— begin SUPPLIED PASSAGE —

# ONIMUSHA 3 Demon Siege



## Abdurrahman (Oct 23, 2006)

:4-thatsba :4-thatsba 

Firstly greeting to everyone.
then about that game "ONIMUSHA 3" there are 3 problems:
1) The display window of the game won't be full screened, so how could i force it to be full screen sized rather than being a small window.?   

2) The sound of this game precedes the vedio sequence by about 7- 9 sec? so how could i make both to be synchronized??:4-dontkno :4-dontkno 

3) The vedio sequence is not smooth, but more it is cutting? so how could i convert it into smooth sequence?:sigh: :sigh: :sigh: 

Knowing that my PC specifications are as follow:
1) vega: Nvidia GForce 5200 128Mb
2) Ram : 512Mb
3) processor : Pentium iii 933Mhz
4) os : win XP pro
That's all my problem:embarased 
thanks a lot


----------



## pharoah (Aug 28, 2006)

i think your computer has a problem running it because minimal system specs is higher than your pc specs

CPU PIV 2 GHz or equivalent RAM 512 MB Graphic Card TBA Sound Card OS Windows XP/2000 Harddisk Others DirectX 9

scroll to the bottom of the page
http://pc.gamezone.com/gamesell/p21762.htm


----------



## Tiber Septim (Feb 9, 2006)

I'm have to agree with pharoah here.

— end SUPPLIED PASSAGE —
— begin SUPPLIED DATA —

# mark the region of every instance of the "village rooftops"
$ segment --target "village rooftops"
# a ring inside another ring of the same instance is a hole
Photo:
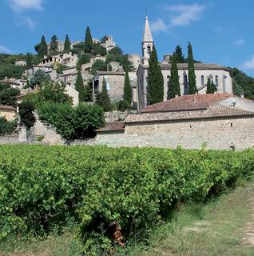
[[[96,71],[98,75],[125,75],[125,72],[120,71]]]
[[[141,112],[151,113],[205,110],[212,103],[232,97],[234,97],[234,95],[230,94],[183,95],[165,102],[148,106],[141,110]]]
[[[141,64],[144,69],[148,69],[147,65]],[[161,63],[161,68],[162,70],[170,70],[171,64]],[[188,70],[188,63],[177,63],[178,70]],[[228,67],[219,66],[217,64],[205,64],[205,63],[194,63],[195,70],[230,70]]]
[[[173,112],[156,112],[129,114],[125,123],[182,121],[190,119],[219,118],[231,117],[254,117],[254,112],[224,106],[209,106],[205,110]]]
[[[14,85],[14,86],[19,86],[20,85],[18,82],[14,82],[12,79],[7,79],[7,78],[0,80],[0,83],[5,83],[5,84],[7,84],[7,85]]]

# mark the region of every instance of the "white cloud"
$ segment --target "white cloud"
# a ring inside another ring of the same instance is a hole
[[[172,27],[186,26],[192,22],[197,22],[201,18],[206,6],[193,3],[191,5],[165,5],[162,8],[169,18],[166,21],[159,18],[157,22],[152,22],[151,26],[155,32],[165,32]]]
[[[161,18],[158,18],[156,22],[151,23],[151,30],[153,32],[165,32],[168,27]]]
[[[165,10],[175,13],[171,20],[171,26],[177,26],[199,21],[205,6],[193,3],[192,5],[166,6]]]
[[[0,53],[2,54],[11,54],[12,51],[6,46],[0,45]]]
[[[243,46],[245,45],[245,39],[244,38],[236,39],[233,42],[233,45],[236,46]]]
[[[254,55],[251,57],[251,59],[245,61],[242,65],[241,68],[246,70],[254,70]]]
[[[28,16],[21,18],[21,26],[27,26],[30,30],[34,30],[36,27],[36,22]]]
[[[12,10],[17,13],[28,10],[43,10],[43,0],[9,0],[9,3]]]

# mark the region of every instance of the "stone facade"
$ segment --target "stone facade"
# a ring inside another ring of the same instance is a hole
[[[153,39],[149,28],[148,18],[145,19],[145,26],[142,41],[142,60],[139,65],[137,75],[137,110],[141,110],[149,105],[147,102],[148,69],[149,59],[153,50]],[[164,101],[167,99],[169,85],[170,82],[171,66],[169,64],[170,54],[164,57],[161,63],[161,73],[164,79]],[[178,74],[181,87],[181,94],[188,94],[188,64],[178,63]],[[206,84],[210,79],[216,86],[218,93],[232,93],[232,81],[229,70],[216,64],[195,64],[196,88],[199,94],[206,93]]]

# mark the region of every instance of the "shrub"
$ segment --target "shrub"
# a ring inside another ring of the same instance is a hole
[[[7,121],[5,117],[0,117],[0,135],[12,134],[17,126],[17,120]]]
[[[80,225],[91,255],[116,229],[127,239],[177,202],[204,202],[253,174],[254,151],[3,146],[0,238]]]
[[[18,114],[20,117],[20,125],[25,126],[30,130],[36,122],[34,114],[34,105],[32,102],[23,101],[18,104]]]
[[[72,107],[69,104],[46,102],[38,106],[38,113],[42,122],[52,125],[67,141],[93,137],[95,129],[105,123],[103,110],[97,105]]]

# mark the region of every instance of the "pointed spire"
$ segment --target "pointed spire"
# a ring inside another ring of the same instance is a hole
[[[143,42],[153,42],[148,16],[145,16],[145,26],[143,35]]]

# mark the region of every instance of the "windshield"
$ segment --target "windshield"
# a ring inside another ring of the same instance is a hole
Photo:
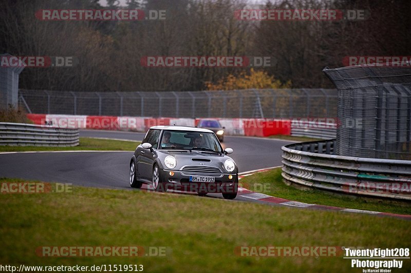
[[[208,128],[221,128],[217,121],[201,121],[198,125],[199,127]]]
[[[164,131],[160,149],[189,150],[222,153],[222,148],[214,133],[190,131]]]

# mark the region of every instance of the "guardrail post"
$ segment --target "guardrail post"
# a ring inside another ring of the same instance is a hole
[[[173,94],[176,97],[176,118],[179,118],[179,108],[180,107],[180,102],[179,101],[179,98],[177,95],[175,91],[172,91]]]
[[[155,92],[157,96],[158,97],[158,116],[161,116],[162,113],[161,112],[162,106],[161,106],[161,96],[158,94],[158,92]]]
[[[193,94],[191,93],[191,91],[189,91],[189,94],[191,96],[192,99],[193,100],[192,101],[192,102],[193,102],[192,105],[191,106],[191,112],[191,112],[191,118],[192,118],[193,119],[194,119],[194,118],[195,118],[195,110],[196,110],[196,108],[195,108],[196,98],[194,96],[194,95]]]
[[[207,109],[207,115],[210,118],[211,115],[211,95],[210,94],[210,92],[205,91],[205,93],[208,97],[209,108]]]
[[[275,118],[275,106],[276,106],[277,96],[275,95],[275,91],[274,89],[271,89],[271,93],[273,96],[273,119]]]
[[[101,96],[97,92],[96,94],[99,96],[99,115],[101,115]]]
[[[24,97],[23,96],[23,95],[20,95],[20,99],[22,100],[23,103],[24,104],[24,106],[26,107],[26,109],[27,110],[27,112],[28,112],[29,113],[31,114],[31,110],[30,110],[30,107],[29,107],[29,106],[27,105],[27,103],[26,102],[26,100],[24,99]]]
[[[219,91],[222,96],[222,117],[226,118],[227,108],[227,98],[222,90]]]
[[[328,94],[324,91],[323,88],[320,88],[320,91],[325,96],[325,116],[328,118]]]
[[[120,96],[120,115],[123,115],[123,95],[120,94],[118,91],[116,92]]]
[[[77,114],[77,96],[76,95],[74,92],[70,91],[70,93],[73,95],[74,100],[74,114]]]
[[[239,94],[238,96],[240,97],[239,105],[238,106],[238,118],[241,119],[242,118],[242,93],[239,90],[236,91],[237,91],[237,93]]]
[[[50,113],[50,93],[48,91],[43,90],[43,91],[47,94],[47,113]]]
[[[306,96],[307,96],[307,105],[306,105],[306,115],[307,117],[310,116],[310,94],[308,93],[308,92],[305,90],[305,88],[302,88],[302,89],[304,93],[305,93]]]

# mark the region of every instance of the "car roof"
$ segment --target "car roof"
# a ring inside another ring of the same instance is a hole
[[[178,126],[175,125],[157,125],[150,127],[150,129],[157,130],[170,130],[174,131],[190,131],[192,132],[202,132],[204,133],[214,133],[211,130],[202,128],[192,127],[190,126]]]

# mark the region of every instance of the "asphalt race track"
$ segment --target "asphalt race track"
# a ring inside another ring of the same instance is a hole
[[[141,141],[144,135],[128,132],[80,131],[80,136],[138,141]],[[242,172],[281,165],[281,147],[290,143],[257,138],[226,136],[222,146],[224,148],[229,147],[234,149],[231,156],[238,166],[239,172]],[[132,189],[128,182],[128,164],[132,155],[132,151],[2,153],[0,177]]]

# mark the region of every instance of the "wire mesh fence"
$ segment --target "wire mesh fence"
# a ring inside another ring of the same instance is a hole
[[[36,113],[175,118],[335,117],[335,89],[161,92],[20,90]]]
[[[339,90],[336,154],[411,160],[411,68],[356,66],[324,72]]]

— end SUPPLIED DATA —
— begin SUPPLIED DATA —

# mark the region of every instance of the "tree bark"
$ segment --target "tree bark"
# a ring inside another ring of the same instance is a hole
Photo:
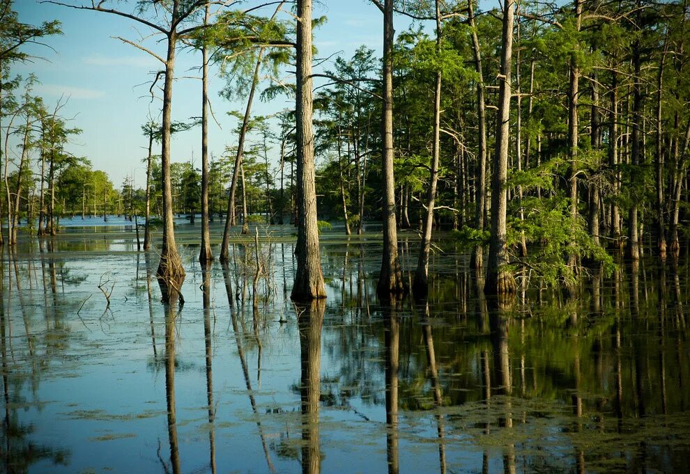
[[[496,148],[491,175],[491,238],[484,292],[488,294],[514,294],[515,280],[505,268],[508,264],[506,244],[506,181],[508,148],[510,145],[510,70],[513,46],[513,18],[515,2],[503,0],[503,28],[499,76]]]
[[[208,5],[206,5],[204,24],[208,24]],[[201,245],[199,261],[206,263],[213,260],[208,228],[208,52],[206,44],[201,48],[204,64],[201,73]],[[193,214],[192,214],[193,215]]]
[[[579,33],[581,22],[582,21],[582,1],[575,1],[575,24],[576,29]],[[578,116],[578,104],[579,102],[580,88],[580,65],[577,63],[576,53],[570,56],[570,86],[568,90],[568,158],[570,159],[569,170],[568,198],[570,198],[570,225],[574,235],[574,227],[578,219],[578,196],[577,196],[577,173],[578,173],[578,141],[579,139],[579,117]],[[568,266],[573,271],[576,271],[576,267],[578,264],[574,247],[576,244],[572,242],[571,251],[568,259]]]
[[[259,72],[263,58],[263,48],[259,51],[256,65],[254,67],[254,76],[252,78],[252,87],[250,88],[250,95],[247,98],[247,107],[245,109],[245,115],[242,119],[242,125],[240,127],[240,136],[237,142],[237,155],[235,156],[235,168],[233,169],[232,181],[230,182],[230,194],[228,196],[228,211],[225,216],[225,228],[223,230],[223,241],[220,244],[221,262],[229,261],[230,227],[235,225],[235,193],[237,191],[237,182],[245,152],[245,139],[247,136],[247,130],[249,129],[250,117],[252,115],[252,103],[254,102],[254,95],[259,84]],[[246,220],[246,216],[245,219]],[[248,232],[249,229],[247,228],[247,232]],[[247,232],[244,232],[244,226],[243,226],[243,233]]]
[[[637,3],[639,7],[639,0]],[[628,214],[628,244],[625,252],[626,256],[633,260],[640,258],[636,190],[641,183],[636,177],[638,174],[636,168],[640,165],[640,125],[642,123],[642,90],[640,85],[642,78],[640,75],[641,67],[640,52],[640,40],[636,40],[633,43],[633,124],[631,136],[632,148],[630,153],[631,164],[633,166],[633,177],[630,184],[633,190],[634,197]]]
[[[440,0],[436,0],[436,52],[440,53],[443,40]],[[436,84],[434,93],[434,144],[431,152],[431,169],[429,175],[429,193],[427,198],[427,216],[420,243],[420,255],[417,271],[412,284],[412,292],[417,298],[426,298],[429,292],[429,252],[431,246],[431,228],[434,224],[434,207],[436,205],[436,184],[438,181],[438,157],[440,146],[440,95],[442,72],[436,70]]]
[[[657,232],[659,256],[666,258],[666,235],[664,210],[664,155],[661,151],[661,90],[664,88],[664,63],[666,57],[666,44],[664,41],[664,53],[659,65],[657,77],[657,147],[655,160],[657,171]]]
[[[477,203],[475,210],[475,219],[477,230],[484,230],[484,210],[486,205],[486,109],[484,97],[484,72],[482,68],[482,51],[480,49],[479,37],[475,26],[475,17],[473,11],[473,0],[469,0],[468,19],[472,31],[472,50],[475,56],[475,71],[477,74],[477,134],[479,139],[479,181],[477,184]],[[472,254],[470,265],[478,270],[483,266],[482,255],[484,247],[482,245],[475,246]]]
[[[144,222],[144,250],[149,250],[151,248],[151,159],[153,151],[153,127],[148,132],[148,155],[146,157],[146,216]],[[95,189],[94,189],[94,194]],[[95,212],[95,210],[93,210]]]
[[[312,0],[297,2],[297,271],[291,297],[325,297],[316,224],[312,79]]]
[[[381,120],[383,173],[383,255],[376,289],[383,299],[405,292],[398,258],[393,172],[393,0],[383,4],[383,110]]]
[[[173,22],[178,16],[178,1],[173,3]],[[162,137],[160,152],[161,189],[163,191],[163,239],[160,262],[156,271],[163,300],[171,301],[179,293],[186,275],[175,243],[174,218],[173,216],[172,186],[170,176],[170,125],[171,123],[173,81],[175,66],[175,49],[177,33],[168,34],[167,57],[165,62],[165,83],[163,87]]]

— end SUPPLIED DATA —

__WORK TO COMPLETE__
A - In the Onimusha 3 thread, what processor does Abdurrahman list for his PC?
B - Please copy the Onimusha 3 thread, everything from "CPU PIV 2 GHz" down to "(Feb 9, 2006)", substituting "Hard Drive" for "Harddisk".
C - Extend the Onimusha 3 thread past its final line.

__RESPONSES TO THE EXERCISE__
A - A Pentium III 933 MHz.

B -
CPU PIV 2 GHz or equivalent RAM 512 MB Graphic Card TBA Sound Card OS Windows XP/2000 Hard Drive Others DirectX 9

scroll to the bottom of the page
http://pc.gamezone.com/gamesell/p21762.htm


----------



## Tiber Septim (Feb 9, 2006)

C -
Your System falls below the minimum requirements for the game (especially your CPU).
In most cases the games will be lucky to run at all if you don't meet the minimum requirements, 90% of the time you need to double those specifications to run the game smoothly.



> 2) The sound of this game precedes the vedio sequence by about 7- 9 sec? so how could i make both to be synchronized??
> 
> 3) The vedio sequence is not smooth, but more it is cutting? so how could i convert it into smooth sequence?


This would be caused by poor performance due to your systems specs.
There are only really two ways to fix this, lower the graphical and audio settings in the game to the lowest possible and put up with and lag that may occur. Alternatively, you could upgrade your system to something a little more powerful.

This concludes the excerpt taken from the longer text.